• TASK DETAILS:
Render the data below as a Markdown table with the columns "Row" and "Text": a row number and one line per row, with blank lines and pictures left out.

┌────────

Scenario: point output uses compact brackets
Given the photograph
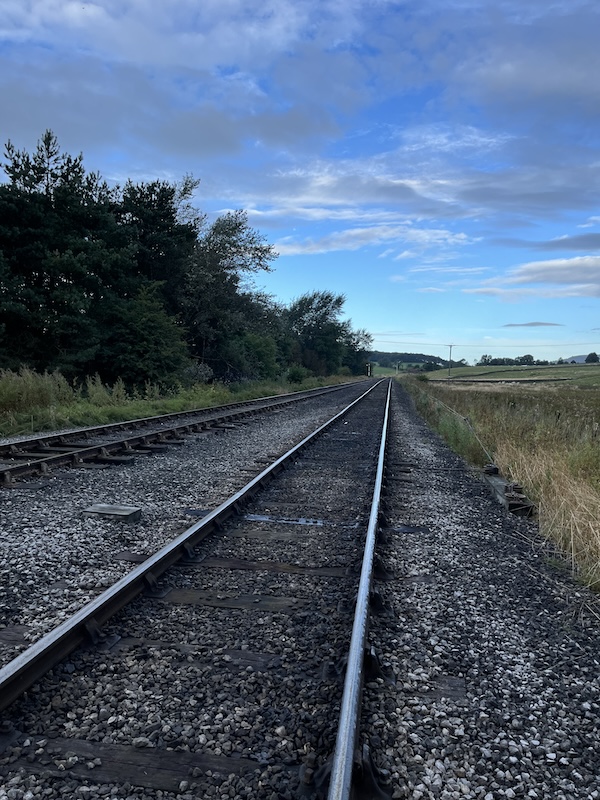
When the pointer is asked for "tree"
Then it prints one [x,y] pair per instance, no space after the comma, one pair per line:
[322,342]
[216,308]
[143,342]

└────────

• WRITTEN RESPONSE:
| Row | Text |
|---|---|
| 1 | Scenario: point output uses compact brackets |
| 2 | Given the photograph |
| 3 | When the pointer is asked for "tree" |
| 4 | Then it prints one [x,y] pair per instance, no space after the comma, one pair per line: |
| 5 | [322,342] |
| 6 | [216,308] |
| 7 | [143,342] |